Testo dato —
______
Le tracce più antiche che parlano di uva destinata alla produzione di vino risalgono a circa 7.000 anni fa nel Caucaso, una lunga fetta di terra che comprende le attuali Georgia, Armenia e Azerbaigian. Gli archeologi hanno trovato proprio qui i più antichi frammenti di vecchi recipienti usati per produrre vino, e hanno quindi deciso di considerare questa terra come la madre dell’uva e di conseguenza del vino. Con ogni probabilità, però, i primi popoli della Mezzaluna fertile avevano già sperimentato la fermentazione dell’uva, probabilmente abbandonando casualmente qualche chicco di uva matura in un recipiente naturale che sorprendentemente fermentò spontaneamente, dando vita al primo antenato del vino. Sicuramente tra le antiche civiltà, come i Sumeri e gli Egizi, il vino era conosciuto e usato anche in rituali religiosi come offerta alle divinità. In particolare, gli Egizi avevano anche sviluppato una conoscenza avanzata della viticoltura e della vinificazione. I vigneti crescevano lungo le sponde del fiume Nilo; si sono trovati torchi per estrarre l’uva e recipienti sigillati con resina per conservare il vino. Con l’ascesa dei Greci e dei Romani, il vino assunse una posizione sempre più centrale e significativa, in particolar modo nell’ambito sociale e religioso. Divenne presto sinonimo di festa e piacere, entrando anche nella vita quotidiana delle persone. Ovviamente il vino non era quello dei tempi moderni, ma veniva spesso aromatizzato con erbe, spezie, miele o addirittura miscelato con altre bevande. Questi popoli furono i primi a esportare significativamente il vino, ma soprattutto i primi a piantare la vite in nuove terre fertili, tra cui proprio la nostra Italia.
______
(Voci per indicare oggetti con etichetta)
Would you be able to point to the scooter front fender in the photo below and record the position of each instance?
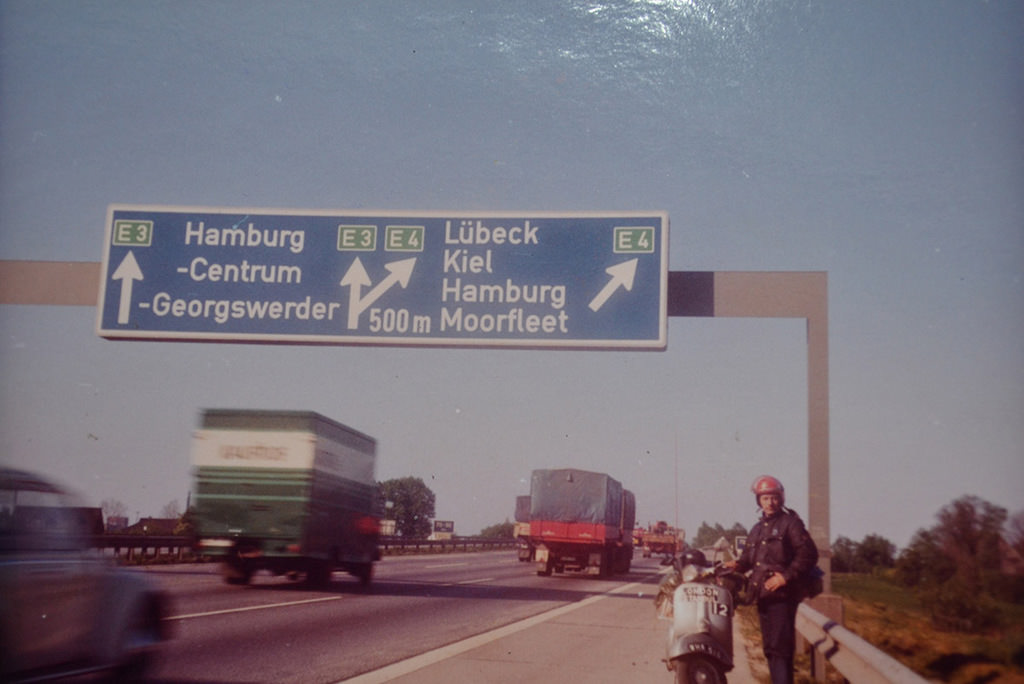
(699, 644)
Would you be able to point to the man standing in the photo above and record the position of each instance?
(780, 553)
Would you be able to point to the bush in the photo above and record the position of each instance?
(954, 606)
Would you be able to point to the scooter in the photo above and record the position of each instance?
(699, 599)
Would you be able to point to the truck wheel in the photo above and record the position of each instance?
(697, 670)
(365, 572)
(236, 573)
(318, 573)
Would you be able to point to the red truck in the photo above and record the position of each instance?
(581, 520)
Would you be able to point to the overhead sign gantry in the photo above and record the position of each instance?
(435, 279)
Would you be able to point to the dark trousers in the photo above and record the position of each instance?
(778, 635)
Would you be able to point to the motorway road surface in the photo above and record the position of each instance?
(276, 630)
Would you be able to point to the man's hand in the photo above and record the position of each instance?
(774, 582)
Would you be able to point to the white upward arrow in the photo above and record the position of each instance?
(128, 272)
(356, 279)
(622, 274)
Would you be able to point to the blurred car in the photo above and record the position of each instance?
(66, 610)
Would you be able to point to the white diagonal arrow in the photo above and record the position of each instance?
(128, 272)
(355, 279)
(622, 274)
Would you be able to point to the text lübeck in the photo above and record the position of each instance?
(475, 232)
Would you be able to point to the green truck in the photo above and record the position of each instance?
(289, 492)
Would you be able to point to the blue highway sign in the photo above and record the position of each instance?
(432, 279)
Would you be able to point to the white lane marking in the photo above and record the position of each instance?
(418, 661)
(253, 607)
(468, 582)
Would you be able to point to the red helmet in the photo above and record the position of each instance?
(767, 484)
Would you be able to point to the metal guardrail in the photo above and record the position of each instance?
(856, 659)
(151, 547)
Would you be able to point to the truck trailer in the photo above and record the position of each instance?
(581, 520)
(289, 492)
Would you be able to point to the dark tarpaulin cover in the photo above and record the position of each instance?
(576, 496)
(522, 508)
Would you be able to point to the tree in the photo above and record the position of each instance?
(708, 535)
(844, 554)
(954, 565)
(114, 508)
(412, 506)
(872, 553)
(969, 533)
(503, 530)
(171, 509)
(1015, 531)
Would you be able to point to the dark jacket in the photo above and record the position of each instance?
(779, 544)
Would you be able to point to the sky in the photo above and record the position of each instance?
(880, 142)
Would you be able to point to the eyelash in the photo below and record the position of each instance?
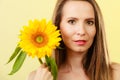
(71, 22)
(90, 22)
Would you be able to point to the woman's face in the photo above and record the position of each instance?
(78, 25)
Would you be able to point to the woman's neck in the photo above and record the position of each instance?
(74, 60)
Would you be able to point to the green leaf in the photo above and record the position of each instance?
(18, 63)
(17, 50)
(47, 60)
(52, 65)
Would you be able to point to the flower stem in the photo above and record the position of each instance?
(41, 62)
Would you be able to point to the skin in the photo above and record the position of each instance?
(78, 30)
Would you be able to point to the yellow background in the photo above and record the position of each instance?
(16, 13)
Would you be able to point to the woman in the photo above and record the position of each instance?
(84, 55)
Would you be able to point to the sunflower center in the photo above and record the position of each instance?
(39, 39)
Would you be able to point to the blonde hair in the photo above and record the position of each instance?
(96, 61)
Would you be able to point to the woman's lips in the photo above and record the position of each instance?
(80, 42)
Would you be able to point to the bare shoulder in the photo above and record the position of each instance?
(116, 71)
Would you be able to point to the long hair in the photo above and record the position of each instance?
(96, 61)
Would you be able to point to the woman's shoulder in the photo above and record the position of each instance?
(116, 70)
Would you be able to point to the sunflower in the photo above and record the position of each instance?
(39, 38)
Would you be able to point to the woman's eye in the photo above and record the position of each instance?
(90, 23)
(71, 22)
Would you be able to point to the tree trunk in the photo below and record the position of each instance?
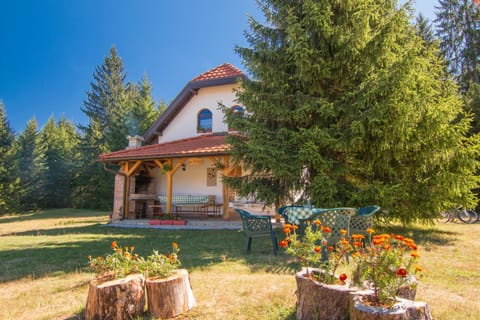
______
Elenca tutti i popoli antichi che il testo sulle origini del vino chiama per nome. Per questo lavoro il materiale non serve.

Soluzione —
Sumeri, Egizi, Greci, Romani